[Dataset rows]
>>>
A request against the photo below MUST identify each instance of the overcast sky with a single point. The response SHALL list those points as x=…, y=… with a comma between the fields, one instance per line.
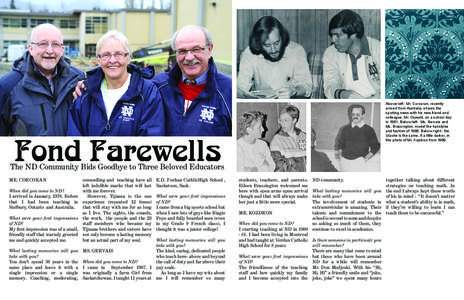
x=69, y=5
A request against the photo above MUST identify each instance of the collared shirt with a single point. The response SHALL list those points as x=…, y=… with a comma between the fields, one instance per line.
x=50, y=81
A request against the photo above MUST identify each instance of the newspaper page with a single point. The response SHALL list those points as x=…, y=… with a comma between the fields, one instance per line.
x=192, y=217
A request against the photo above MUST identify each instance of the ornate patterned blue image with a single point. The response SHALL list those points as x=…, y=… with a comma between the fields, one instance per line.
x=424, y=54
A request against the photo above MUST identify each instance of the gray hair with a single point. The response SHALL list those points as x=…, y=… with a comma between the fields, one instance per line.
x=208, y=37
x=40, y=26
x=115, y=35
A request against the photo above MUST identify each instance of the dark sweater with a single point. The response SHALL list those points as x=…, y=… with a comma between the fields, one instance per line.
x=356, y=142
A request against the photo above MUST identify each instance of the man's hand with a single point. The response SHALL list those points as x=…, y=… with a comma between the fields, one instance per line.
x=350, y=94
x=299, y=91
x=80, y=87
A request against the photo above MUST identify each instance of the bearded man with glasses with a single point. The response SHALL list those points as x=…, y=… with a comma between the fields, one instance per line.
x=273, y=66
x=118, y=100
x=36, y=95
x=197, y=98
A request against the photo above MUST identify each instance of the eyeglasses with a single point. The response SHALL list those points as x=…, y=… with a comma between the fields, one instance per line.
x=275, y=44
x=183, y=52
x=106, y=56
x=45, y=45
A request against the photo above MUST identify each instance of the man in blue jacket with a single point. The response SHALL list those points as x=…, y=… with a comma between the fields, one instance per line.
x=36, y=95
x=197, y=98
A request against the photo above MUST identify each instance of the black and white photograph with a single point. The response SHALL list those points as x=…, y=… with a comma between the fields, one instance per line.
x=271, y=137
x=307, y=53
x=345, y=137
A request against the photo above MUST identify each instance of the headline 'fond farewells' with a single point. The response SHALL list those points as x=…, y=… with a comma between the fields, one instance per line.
<<<
_Aim of the task_
Quote the data above in full, leaving out the pictures it holds.

_Answer to the exercise_
A request against the photo below MUST identify each instance of the overcast sky with a single point. The response SHALL list those points as x=…, y=… with a comma between the fields, one instance per line.
x=69, y=5
A request against the photo above MUST identify each instance of the collared shirt with a single point. The response SHALL list those points as x=…, y=… with a comma between the fields, one instance per line.
x=50, y=81
A request against the photo above MUST identify each instance of the newspaper page with a single point. The response SHALL list those points as x=…, y=… with a comma between the fields, one instance per line.
x=192, y=217
A request against the photo above MUST identify each instance of the ornate patterned blue image with a single point. The response SHALL list those points as x=…, y=… with a comma between the fields, one instance per line.
x=424, y=54
A request against the photo above MUST identify each instance of the gray hair with a single point. The response SHALL list those points as x=…, y=… with a comma between the fields, one instance per line.
x=208, y=37
x=40, y=26
x=115, y=35
A request against the photo above MUST identify each instance of the dark sweater with a single point. The response SHALL list those points as x=…, y=… with a comma between the fields, one instance per line.
x=356, y=142
A request against the photo above MUST identify each instance of the man's hand with a single point. The response SHALL list those points as x=…, y=… with a comma between the fields, one instance per line.
x=350, y=94
x=299, y=91
x=80, y=87
A request against the photo above MUST identify each instance of the bearded man with glasses with a single point. The response SHALL list those points as x=…, y=… with a comma between the fields, one instance per line.
x=273, y=66
x=118, y=100
x=36, y=95
x=197, y=98
A request against the photo above MUST identify each instance of the eyeglasses with a single point. The response SHALL list those points as x=…, y=… with a comma between the fields, one instance per line.
x=275, y=44
x=183, y=52
x=106, y=56
x=45, y=45
A request against the photo above MUST identify each instance of the man in blue jacket with a single point. The response SHALL list those points as x=…, y=… with a comma between the fields, one instance per line.
x=36, y=95
x=197, y=98
A request against the photo above MUST identify each instance of the black and white photograph with a single point. The response SHALL list those points as x=…, y=… with a comma between the fields, one instance per line.
x=271, y=137
x=307, y=53
x=345, y=137
A request against the photo above MUST identify each instance of the headline 'fond farewells' with a single point. The response SHALL list those points as x=…, y=… with a comma between the fields, one instance per line.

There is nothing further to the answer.